Format every line of the records below as a numbered list, skipping blank lines and leaving the pictures out.

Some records
************

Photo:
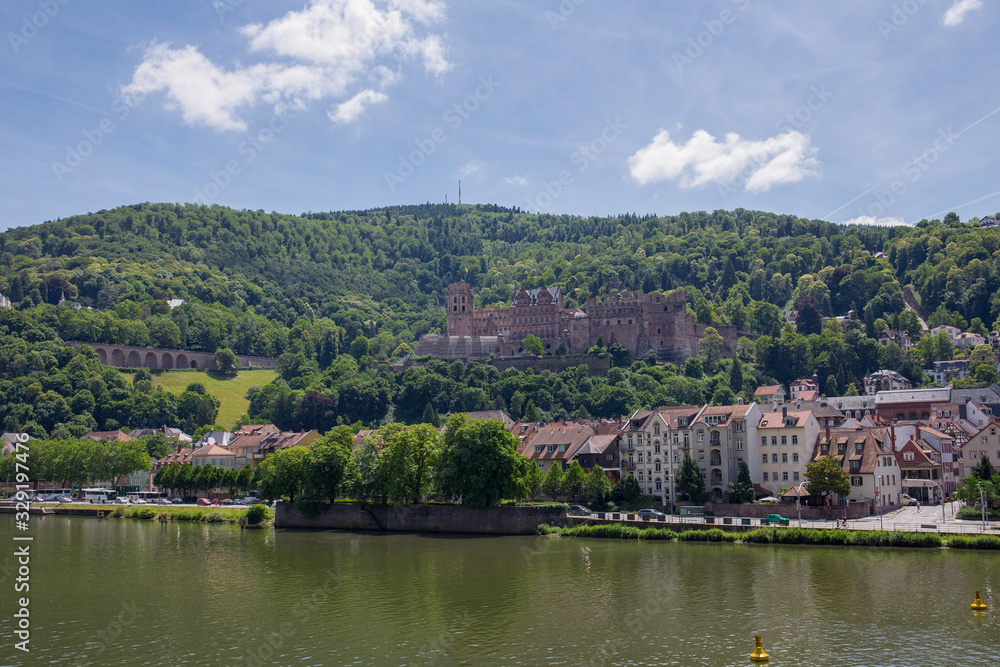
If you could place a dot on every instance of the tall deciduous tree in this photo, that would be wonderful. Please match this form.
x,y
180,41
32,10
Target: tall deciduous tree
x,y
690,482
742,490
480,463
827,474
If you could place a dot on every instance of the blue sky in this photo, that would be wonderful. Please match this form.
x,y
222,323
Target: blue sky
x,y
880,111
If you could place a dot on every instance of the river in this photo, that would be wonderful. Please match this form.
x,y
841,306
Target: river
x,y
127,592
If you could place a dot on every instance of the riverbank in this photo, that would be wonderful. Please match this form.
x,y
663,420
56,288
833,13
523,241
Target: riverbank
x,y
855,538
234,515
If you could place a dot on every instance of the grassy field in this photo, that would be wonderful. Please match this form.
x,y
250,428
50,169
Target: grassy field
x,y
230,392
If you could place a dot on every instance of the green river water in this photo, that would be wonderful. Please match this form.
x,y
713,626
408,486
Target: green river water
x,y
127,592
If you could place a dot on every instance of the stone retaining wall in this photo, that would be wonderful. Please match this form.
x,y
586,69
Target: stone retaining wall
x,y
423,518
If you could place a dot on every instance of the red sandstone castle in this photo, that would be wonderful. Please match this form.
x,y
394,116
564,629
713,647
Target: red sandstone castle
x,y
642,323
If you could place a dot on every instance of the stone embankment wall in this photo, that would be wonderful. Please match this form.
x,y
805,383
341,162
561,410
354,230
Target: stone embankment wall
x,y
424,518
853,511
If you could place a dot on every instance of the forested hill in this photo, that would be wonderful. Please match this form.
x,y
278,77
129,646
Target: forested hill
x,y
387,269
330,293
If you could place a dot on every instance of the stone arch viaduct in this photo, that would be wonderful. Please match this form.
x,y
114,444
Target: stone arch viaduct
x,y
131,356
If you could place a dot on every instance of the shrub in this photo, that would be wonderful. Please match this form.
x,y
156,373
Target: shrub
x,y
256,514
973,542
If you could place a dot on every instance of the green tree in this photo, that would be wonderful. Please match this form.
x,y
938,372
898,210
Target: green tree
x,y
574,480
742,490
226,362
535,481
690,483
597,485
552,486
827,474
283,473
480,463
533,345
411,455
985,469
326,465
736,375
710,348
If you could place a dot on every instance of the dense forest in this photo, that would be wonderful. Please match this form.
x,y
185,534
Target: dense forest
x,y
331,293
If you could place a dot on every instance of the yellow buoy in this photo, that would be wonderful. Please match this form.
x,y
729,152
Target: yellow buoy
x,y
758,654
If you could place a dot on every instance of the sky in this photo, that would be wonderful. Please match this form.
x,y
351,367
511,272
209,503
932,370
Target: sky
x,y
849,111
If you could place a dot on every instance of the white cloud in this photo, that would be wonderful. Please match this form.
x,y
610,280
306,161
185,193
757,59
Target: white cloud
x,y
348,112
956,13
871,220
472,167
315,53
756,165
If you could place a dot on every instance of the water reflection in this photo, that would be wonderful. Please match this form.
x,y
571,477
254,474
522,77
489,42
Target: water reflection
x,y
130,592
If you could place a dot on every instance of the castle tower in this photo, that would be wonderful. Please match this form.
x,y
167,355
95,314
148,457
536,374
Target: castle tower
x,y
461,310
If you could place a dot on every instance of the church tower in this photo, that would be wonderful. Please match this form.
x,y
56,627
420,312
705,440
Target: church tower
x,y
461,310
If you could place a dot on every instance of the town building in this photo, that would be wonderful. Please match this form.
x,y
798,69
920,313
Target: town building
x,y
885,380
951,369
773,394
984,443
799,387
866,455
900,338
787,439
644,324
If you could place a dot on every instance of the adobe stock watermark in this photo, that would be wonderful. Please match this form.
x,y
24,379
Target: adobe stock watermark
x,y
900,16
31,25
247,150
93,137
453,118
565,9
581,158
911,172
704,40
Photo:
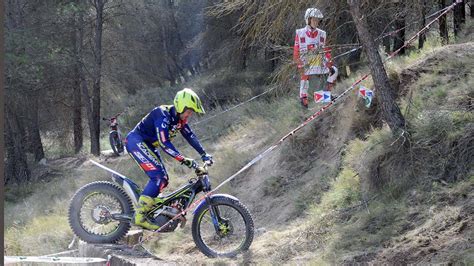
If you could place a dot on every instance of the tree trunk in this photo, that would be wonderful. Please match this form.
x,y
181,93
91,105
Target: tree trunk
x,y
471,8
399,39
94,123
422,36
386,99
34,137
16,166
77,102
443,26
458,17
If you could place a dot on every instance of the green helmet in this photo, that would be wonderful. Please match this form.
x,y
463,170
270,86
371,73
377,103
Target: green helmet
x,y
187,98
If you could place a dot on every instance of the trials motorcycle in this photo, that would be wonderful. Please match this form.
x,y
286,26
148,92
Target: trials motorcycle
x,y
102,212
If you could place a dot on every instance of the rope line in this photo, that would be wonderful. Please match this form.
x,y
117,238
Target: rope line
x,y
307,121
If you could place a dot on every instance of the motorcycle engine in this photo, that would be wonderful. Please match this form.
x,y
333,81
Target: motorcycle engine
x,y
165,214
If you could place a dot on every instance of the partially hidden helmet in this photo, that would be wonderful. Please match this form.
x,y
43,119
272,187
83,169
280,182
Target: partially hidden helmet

************

◆ Exercise solution
1. Photo:
2. If you could place a dot on every instance of the tall deciduous tree in this photo, that would be wonderful. Please match this form.
3. x,y
4. 180,41
5. 32,10
6. Target: tall deciduous tree
7. x,y
8. 690,482
9. 742,490
10. 480,463
11. 827,474
12. If you could place a dot on every instance of the blue sky in this photo, that would be wonderful. Please match this form.
13. x,y
14. 222,323
15. Target: blue sky
16. x,y
17. 880,111
18. If you could place a dot on every instance of the river in this photo, that would be wonderful. Please match this form.
19. x,y
20. 841,306
21. Target: river
22. x,y
23. 127,592
24. If you could place a dot on every instance of the riverbank in this photo, that would be wonderful. Please match this form.
25. x,y
26. 663,420
27. 56,288
28. 833,13
29. 523,241
30. Target: riverbank
31. x,y
32. 855,538
33. 234,515
34. If you could place a dot on every instance of the grassy field in this photo, that would be wonderful. Please match this form.
35. x,y
36. 250,428
37. 50,169
38. Target: grassy field
39. x,y
40. 230,392
41. If you could place a dot on every instance of the green river water in this photo, that would be wonderful. Please match this form.
42. x,y
43. 713,626
44. 408,486
45. Target: green river water
46. x,y
47. 127,592
48. If you could place a dot on every instance of the stone retaining wall in this photo, that would be wonderful. Please match this form.
49. x,y
50. 586,69
51. Target: stone retaining wall
52. x,y
53. 423,518
54. If you could place a dot on every instance of the red sandstone castle in this photo, that would be wonderful. Please match this form.
55. x,y
56. 394,116
57. 564,629
58. 713,647
59. Target: red sandstone castle
60. x,y
61. 642,323
62. If you could place a dot on every instance of the stone embankment wall in this photo, that would be wonderful. Please match this form.
63. x,y
64. 805,383
65. 341,162
66. 561,410
67. 354,230
68. Target: stone embankment wall
69. x,y
70. 424,518
71. 853,511
72. If you could place a dot on every instance of the forested hill in this photo, that would be wonderful. Please match this form.
73. x,y
74. 278,77
75. 129,646
76. Target: forested hill
77. x,y
78. 387,269
79. 330,293
80. If you could place a dot on every instance of the stone arch viaduct in this photo, that would be wonderful. Please match this form.
81. x,y
82. 114,444
83. Target: stone arch viaduct
84. x,y
85. 131,356
86. If you could place a dot on every instance of the shrub in this photo, that would be wonderful. Please match this form.
87. x,y
88. 156,373
89. Target: shrub
90. x,y
91. 256,514
92. 973,542
93. If you could place a dot on every instance of the green tree in this photo, that would be wonderful. Please match this form.
94. x,y
95. 938,372
96. 898,210
97. Target: green tree
98. x,y
99. 574,480
100. 742,490
101. 226,362
102. 535,481
103. 690,483
104. 597,485
105. 552,486
106. 827,474
107. 283,473
108. 480,463
109. 533,345
110. 411,455
111. 985,469
112. 326,465
113. 736,375
114. 710,348
115. If you could place a dot on every instance of the dense forest in this photo, that would be wonderful. Please match this form.
116. x,y
117. 185,534
118. Target: dense forest
119. x,y
120. 331,293
121. If you could place a dot on every instance of the yellow buoy in this photo, that would be wonderful. Please match this form.
122. x,y
123. 729,152
124. Target: yellow buoy
125. x,y
126. 758,654
127. If you could place a dot on every instance of the sky in this photo, that would be wonderful. Please match this form.
128. x,y
129. 351,367
130. 511,272
131. 209,503
132. 932,370
133. Target: sky
134. x,y
135. 849,111
136. If you could place a dot on every instance of the white cloud in this photo, that would be wonderful. Please match this form.
137. x,y
138. 610,280
139. 306,161
140. 185,193
141. 757,59
142. Target: white cloud
143. x,y
144. 348,112
145. 956,13
146. 871,220
147. 472,167
148. 315,53
149. 756,165
150. If you could place a dot on every instance of the water reflection in this photo, that would be wonderful. Please match this form.
151. x,y
152. 571,477
153. 254,474
154. 522,77
155. 489,42
156. Target: water reflection
157. x,y
158. 130,592
159. If you could place a dot on every instance of the castle tower in this photo, that would be wonderful. Please match this form.
160. x,y
161. 167,355
162. 95,314
163. 148,457
164. 536,374
165. Target: castle tower
166. x,y
167. 461,310
168. If you could place a dot on every instance of the church tower in this photo, that would be wonderful. Please match this form.
169. x,y
170. 56,627
171. 420,312
172. 705,440
173. Target: church tower
174. x,y
175. 461,310
176. If you could place a dot on every instance of the town building in this photo, that would be wonderful. Please match this form.
177. x,y
178. 798,69
179. 920,313
180. Target: town building
181. x,y
182. 885,380
183. 951,369
184. 773,394
185. 984,443
186. 799,387
187. 866,455
188. 900,338
189. 787,439
190. 644,324
191. If you could place a dot on every instance of the adobe stock watermark in this photo, that would be wonderful. Please match this form.
192. x,y
193. 24,379
194. Target: adobe stock watermark
195. x,y
196. 900,16
197. 31,25
198. 247,150
199. 93,137
200. 453,118
201. 565,9
202. 581,158
203. 911,172
204. 704,40
205. Photo:
206. If you could place a dot on every instance of the tree trunk in this photo, that would be wonderful. Please match this form.
207. x,y
208. 181,93
209. 91,105
210. Target: tree trunk
211. x,y
212. 471,8
213. 399,39
214. 94,123
215. 422,36
216. 386,99
217. 34,137
218. 16,166
219. 77,102
220. 443,26
221. 458,17
222. If you could place a dot on every instance of the green helmet in this photo, that would be wonderful. Please match this form.
223. x,y
224. 463,170
225. 270,86
226. 371,73
227. 377,103
228. Target: green helmet
229. x,y
230. 187,98
231. If you could place a dot on every instance of the trials motorcycle in this photo, that would be wonderful. Please match this form.
232. x,y
233. 286,26
234. 148,92
235. Target: trials motorcycle
236. x,y
237. 102,212
238. If you could place a dot on every instance of the rope line in this photo, that would be wonderful. Please match this form.
239. x,y
240. 117,238
241. Target: rope line
242. x,y
243. 307,121
244. If you could place a dot on every instance of the motorcycle engine in this photo, that would be wonderful. Please match this form.
245. x,y
246. 333,81
247. Target: motorcycle engine
248. x,y
249. 165,214
250. If you could place a dot on every instance of the partially hidden helmet in this photo, that would be wonderful. Please match this form.
251. x,y
252. 43,119
253. 272,187
254. 83,169
255. 280,182
256. Target: partially hidden helmet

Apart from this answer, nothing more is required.